* Stated goal
Find each line below that contains the word "gown" and copy those lines out. Case matters.

[Excerpts from a detection dataset]
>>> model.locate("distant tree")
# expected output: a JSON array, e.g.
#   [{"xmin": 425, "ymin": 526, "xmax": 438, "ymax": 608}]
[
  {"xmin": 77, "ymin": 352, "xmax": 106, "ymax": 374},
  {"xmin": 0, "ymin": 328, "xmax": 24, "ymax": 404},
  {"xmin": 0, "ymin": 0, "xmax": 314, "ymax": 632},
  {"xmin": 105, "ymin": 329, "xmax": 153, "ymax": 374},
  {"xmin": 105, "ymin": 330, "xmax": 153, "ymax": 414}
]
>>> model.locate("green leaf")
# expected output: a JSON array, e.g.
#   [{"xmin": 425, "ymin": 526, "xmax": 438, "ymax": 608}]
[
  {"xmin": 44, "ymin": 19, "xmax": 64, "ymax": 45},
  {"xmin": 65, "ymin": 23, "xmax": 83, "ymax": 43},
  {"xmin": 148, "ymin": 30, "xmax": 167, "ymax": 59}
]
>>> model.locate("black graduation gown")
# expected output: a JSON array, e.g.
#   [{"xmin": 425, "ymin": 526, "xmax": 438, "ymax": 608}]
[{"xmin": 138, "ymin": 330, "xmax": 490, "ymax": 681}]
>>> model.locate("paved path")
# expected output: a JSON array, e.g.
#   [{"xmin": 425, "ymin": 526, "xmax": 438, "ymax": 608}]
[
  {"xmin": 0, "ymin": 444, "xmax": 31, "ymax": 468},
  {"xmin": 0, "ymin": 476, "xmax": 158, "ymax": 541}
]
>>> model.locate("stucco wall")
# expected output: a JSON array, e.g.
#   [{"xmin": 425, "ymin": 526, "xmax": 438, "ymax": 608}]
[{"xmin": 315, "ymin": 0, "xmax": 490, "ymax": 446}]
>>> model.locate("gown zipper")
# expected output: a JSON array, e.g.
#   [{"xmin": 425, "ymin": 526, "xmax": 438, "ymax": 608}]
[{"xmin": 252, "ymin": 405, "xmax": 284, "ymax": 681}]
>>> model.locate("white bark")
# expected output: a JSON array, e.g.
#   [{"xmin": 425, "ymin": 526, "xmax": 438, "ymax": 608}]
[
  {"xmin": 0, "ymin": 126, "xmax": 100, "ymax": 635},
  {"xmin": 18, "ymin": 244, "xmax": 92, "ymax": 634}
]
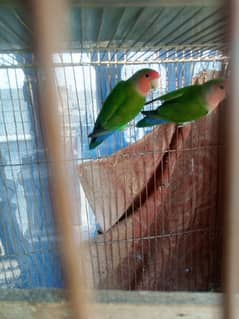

* The answer
>>> model.locate("black graduation gown")
>>> model.locate("gown zipper")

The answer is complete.